→ **Exercise brief**:
Copy each line below containing "accurate".

→ **Records for this exercise**:
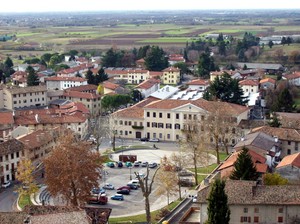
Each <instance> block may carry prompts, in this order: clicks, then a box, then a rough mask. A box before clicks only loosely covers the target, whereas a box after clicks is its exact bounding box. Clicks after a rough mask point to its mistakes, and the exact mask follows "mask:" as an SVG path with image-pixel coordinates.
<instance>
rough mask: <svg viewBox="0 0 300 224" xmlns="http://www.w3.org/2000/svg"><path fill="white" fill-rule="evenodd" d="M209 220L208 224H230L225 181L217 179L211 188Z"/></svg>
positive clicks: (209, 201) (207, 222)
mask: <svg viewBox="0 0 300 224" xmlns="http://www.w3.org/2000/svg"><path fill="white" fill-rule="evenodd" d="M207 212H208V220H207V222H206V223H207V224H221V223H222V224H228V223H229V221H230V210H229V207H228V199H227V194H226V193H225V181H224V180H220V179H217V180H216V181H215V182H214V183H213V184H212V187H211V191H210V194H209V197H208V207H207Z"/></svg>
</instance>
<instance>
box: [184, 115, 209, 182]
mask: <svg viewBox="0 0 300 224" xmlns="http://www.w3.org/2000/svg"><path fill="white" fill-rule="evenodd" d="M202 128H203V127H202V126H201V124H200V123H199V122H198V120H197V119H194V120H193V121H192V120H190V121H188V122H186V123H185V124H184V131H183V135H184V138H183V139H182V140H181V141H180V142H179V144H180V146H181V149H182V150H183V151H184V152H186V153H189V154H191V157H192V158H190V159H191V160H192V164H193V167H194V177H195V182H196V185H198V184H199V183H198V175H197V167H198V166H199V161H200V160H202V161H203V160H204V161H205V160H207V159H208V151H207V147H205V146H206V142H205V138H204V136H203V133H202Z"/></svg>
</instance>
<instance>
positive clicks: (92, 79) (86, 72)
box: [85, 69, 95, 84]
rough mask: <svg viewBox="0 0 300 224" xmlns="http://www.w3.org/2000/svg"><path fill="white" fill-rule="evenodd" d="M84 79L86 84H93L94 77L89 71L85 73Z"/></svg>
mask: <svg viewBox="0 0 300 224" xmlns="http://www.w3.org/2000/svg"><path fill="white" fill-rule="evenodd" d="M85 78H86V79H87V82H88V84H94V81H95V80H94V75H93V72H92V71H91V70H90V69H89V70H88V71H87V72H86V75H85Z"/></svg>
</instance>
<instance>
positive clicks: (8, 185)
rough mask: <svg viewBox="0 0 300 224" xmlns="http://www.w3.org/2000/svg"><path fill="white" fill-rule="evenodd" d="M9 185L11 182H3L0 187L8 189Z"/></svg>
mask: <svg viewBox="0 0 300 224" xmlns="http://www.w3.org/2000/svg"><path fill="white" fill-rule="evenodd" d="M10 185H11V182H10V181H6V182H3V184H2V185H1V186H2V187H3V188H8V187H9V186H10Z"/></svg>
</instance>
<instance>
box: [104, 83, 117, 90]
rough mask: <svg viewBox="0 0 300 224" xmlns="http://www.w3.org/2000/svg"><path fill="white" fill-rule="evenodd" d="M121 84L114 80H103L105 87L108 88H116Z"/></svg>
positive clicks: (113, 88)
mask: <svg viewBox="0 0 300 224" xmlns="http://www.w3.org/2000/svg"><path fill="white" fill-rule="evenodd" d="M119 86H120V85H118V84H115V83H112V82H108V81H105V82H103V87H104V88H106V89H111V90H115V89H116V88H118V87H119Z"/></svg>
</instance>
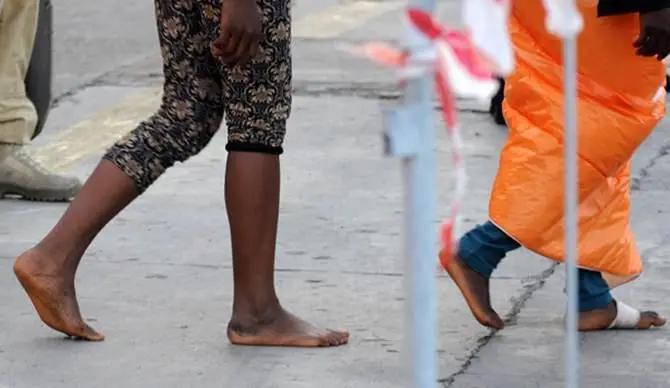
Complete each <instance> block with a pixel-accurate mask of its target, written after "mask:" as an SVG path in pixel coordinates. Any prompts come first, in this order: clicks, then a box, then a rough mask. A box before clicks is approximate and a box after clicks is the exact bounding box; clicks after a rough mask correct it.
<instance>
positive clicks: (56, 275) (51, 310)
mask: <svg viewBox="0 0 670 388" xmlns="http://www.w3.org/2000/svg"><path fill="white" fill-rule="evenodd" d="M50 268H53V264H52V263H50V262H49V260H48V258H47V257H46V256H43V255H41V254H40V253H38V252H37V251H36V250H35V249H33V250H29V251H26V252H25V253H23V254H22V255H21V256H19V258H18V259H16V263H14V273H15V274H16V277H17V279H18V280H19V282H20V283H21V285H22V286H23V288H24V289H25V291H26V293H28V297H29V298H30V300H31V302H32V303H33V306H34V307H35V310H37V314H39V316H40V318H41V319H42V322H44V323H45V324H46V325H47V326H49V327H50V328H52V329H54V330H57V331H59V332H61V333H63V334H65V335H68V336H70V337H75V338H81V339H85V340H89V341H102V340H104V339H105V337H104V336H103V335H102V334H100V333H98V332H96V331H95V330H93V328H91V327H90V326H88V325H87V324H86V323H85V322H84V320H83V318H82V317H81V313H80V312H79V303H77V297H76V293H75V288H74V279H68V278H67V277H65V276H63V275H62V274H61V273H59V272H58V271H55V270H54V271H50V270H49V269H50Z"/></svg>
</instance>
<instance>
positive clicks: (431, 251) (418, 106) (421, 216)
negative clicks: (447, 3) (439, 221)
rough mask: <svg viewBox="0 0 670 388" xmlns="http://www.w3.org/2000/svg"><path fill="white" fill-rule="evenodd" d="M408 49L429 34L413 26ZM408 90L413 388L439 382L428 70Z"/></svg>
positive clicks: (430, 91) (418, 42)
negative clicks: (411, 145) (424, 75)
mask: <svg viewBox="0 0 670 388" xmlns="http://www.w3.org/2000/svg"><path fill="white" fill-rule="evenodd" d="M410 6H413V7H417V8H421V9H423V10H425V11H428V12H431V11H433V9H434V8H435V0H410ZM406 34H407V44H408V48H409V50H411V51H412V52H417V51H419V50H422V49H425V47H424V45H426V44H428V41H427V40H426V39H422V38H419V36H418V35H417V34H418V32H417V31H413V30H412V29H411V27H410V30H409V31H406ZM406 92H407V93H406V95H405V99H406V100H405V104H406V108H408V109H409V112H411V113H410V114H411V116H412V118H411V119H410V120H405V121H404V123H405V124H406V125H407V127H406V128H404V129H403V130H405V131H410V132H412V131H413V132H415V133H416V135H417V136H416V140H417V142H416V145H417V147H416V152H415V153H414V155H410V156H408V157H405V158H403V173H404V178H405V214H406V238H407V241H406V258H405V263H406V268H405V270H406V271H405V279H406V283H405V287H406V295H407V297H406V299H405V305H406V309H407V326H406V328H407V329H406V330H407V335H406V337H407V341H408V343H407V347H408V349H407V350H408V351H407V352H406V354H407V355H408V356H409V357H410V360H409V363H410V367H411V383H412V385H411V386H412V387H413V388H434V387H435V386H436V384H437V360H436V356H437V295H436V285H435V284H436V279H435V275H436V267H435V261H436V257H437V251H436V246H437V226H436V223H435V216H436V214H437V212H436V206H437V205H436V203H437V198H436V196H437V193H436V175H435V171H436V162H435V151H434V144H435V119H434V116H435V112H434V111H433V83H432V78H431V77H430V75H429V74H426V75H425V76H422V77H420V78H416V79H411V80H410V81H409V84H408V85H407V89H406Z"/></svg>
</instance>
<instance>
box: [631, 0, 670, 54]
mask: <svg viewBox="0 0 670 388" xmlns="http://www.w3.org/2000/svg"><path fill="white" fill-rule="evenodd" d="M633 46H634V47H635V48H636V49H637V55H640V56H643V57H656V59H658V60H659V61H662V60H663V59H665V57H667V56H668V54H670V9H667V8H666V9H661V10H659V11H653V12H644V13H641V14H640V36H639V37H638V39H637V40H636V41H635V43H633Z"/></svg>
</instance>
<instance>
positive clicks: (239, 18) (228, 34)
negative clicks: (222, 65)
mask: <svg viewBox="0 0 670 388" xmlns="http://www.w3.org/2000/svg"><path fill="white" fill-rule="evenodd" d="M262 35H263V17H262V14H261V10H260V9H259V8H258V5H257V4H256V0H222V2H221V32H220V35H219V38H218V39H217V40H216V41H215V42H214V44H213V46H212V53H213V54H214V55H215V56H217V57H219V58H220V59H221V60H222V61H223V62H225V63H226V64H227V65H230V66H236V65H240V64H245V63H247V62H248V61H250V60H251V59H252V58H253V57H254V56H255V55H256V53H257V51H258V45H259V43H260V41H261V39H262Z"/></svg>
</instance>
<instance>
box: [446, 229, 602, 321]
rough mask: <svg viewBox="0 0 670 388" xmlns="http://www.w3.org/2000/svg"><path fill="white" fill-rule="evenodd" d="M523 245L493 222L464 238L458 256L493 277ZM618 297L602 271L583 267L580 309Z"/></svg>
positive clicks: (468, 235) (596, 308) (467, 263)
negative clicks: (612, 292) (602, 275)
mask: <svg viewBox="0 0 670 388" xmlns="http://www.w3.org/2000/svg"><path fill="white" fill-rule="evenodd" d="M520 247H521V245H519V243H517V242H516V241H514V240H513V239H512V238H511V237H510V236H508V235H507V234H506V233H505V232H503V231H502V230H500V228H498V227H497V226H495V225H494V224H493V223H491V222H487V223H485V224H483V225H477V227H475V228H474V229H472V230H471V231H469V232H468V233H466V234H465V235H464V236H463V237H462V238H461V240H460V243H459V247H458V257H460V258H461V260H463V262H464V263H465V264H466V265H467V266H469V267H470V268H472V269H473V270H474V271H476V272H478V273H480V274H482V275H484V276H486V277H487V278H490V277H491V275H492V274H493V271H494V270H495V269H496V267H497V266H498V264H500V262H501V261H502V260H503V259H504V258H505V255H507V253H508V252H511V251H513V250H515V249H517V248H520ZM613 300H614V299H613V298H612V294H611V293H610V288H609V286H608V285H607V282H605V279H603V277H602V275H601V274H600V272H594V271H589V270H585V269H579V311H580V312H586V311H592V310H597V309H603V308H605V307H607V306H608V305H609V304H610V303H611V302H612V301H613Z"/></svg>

---

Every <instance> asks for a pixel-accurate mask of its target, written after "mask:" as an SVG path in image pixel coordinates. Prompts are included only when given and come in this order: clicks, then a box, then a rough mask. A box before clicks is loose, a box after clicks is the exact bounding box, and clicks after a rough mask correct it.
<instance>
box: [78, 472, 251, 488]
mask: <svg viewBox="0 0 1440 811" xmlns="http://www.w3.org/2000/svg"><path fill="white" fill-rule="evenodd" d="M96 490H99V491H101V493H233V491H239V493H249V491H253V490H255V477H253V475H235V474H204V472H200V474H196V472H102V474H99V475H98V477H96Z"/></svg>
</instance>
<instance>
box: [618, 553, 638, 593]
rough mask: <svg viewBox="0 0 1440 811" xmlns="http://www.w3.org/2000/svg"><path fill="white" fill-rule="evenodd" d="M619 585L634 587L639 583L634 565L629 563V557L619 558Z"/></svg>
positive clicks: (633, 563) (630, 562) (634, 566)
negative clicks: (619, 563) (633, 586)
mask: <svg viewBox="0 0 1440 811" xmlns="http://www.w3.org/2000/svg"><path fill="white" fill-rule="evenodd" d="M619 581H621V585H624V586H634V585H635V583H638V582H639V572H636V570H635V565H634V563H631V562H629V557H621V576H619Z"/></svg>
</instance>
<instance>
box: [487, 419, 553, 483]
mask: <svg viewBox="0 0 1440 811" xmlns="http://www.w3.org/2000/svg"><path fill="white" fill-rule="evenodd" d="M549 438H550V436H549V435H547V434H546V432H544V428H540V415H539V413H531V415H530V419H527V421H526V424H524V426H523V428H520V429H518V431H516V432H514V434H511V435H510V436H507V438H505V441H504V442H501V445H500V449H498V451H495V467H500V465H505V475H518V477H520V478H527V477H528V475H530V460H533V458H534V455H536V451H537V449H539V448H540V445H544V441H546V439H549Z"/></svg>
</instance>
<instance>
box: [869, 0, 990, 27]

==

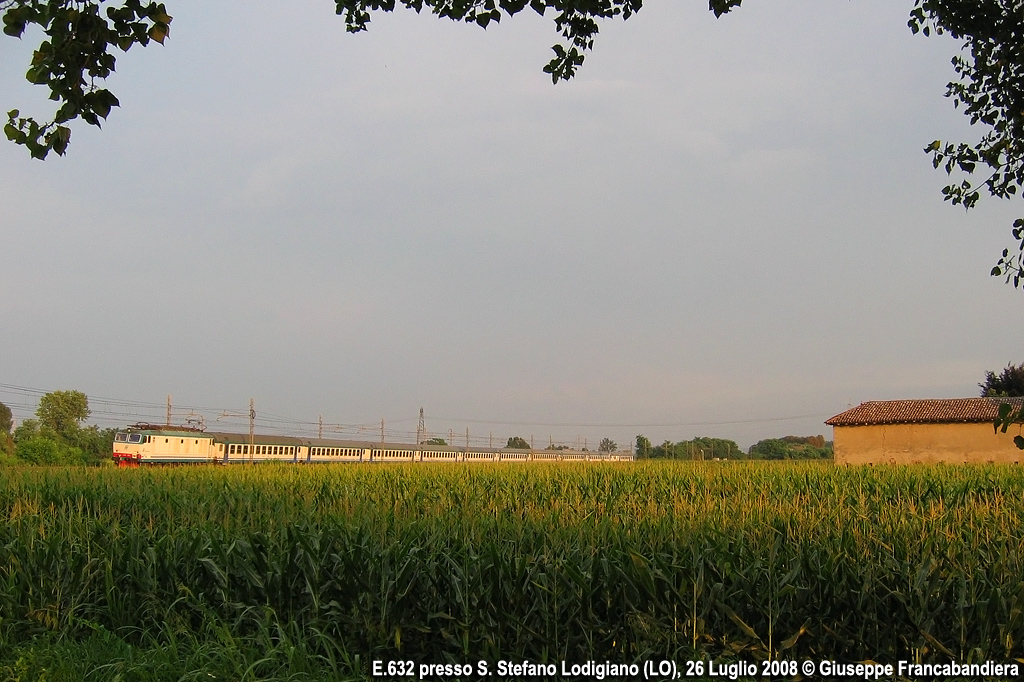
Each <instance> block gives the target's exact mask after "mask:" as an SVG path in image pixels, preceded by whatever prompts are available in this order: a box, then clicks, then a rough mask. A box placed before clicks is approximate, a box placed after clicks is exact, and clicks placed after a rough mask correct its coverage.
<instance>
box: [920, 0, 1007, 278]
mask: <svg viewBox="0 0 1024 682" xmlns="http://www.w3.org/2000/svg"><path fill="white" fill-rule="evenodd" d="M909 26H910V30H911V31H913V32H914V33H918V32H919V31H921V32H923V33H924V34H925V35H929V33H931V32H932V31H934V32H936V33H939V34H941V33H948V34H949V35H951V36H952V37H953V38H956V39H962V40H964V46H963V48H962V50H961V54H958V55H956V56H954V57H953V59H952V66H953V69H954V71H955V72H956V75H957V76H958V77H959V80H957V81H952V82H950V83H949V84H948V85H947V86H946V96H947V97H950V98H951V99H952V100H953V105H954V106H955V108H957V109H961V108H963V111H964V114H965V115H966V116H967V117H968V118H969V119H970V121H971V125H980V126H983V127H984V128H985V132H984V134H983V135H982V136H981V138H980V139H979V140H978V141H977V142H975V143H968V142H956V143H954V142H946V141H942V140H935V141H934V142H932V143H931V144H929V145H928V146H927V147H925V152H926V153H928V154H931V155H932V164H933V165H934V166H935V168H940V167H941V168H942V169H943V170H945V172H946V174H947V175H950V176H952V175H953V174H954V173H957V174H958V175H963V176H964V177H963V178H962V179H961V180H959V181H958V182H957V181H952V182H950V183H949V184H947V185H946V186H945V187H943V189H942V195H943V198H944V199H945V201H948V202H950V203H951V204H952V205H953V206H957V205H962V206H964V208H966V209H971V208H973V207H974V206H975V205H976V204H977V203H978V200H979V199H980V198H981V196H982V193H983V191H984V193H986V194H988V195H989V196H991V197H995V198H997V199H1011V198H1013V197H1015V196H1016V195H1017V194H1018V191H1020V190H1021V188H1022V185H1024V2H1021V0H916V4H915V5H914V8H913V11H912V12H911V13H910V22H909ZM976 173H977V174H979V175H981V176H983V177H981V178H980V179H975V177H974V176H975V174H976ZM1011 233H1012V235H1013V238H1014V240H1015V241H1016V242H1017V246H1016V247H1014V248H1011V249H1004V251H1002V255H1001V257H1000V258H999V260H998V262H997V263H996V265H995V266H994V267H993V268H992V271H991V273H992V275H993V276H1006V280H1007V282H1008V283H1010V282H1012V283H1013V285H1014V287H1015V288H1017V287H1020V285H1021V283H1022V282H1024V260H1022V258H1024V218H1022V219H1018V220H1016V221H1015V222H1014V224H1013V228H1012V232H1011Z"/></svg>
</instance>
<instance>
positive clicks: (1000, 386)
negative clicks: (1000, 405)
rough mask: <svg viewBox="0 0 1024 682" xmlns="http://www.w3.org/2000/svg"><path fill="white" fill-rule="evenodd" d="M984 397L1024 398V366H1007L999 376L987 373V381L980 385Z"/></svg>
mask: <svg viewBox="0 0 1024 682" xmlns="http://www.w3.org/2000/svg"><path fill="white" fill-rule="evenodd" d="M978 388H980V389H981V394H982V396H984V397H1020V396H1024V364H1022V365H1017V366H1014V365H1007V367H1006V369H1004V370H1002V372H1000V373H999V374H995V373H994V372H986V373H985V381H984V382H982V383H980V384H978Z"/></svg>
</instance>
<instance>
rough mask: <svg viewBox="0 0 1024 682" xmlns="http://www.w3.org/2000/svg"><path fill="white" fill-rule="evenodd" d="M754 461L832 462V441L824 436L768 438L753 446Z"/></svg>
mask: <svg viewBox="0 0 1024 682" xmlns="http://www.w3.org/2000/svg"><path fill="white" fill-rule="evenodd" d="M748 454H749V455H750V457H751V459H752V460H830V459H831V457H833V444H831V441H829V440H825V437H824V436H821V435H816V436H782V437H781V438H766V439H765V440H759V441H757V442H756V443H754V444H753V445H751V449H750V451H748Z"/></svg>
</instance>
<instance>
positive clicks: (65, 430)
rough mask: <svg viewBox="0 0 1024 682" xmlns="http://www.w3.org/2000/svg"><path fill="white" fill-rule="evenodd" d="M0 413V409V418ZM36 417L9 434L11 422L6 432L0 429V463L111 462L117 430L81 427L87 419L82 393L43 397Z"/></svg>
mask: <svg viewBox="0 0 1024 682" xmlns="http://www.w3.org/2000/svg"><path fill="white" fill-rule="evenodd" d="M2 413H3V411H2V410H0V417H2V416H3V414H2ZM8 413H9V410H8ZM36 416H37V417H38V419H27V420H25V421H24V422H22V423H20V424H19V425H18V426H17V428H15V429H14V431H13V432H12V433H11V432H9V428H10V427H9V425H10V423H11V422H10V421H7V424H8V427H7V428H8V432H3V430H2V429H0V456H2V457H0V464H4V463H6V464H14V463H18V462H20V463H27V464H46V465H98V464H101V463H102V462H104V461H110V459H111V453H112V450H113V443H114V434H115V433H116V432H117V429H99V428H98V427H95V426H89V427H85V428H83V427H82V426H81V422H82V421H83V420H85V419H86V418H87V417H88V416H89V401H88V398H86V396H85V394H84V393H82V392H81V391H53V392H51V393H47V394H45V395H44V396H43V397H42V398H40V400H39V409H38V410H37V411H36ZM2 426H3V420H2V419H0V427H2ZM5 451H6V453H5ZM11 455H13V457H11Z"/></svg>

→ **Exercise answer**:
Complete each <instance> block with a pixel-accurate mask of its target, written after "mask:" as an SVG path in pixel coordinates. Any prompts come first, in this order: clicks, then a box, then a rough mask. A box before clicks is approximate and a box after clicks is the exact bounding box; clicks after a rough mask correct it.
Every <instance> asks for a pixel-accurate mask of its target, written after "mask:" as an SVG path in image pixel coordinates. Prompts are included only when given and come in this order: clicks, then a box, then a rough mask. A box before clicks is loose, a box after clicks is the exact bounding box, and clicks after a rough mask correct it.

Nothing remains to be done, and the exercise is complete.